*** Opening Given text ***

There is, actually, an eight word for love in Greek, Philautia, which finds its root in Philia, for it is the self care all healthy people understand must come before we have something to give to others.
Yet, John noted, some of the mourners wondered out loud why Jesus had not been there to keep Lazarus from dying. If he could open the eyes of a man born blind, could he not keep his beloved friend from dying? Perhaps some were wondering at the extent of Jesus’ power.
Was it because Martha and Mary had been talking about Jesus’ troubling absence, even after they had sent their message? Or had their friends and extended family asked these questions of them, first? If only the healer had been here.
Remove the Stone
When they got to the tomb, Jesus was once again deeply disturbed and sternly agitated in the spirit. The tomb was actually a cave, and a great stone had been used to seal its mouth.
Remove the stone.
Jesus, to Martha and Mary, John 11:39
He spoke simply, with authority and settled determination. It was a command, not a request. Remove it.
I think everyone must have been shocked. It had been four days. During that time the news had traveled that Lazarus had died, so Martha and Mary’s extended network of friends, and wealthy families from Jerusalem would all be able to be there.
And the Jewish belief at that time said that the spirit of a person would hover over their body for three days, but after that amount of time the body would become so disfigured the spirit would no longer recognize it, and would go away.
Jesus had raised other people from the dead in the gospels, but they were newly dead. In a hot country, the decomposition would have begun right away. People put spices on the body chiefly to combat the bad odor of rot. If resurrection were ever thinkable at all, it would be totally unthinkable at this point.
Martha told Jesus Lazarus’ body was just too far gone. He was absolutely, totally, dead. Completely dead. Her face surely betrayed her wretchedness. Her beloved brother had become a rotting, reeking corpse. To have washed him, rubbed myrrh into his skin, then wrapped him in his graveclothes, just as his mother had wrapped him in swaddling clothes as a fresh-born baby . . .

To have mourned over him in these ways was almost too much to bear. They had burned several pounds of balsam, aloes, and frankincense on incense burners all throughout the three days of faint hope that he might yet revive, even as the decay had set in, and the atoning work of the earth had begun.[1] To now, on the fourth day, roll back the stone, to release the cloying stench of his death, seemed horrifying. Unthinkable.

*** Closing Given text ***
*** Opening Stored data ***

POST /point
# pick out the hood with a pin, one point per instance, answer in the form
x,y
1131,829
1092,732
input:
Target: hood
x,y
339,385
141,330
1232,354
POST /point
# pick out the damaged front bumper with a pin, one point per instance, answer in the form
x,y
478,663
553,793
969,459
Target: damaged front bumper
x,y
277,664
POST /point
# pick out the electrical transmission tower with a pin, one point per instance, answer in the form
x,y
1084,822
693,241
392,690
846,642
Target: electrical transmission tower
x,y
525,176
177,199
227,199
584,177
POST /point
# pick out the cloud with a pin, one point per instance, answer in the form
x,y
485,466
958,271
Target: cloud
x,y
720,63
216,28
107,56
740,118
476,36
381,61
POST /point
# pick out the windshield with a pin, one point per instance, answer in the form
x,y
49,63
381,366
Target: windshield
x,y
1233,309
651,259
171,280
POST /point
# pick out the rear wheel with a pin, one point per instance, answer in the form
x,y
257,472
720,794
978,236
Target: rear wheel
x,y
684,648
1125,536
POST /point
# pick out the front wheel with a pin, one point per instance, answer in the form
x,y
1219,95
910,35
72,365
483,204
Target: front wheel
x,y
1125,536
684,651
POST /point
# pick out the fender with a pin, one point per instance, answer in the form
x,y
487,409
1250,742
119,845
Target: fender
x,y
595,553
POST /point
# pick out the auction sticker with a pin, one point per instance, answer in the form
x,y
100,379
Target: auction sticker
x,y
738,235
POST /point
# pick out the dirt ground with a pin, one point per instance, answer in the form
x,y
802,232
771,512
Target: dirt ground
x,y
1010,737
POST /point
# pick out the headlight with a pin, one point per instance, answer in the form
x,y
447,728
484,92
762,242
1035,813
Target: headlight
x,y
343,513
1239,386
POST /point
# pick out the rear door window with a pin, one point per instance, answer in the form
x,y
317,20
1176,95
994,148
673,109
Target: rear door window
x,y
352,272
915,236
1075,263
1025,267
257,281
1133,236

*** Closing Stored data ***

* [Required tasks]
a: Please transcribe the Lazarus passage between "Yet, John noted, some" and "Remove the stone.", inclusive.
b: Answer these questions from the Lazarus passage:
(i) What had been used to seal the mouth of the tomb?
(ii) How many days had passed since Lazarus died when Jesus ordered the stone removed?
(iii) According to the Jewish belief described, for how many days would a person's spirit hover over the body?

* [Task-by-task results]
a:
Yet, John noted, some of the mourners wondered out loud why Jesus had not been there to keep Lazarus from dying. If he could open the eyes of a man born blind, could he not keep his beloved friend from dying? Perhaps some were wondering at the extent of Jesus’ power.
Was it because Martha and Mary had been talking about Jesus’ troubling absence, even after they had sent their message? Or had their friends and extended family asked these questions of them, first? If only the healer had been here.
Remove the Stone
When they got to the tomb, Jesus was once again deeply disturbed and sternly agitated in the spirit. The tomb was actually a cave, and a great stone had been used to seal its mouth.
Remove the stone.

b:
(i) A great stone
(ii) Four days
(iii) Three days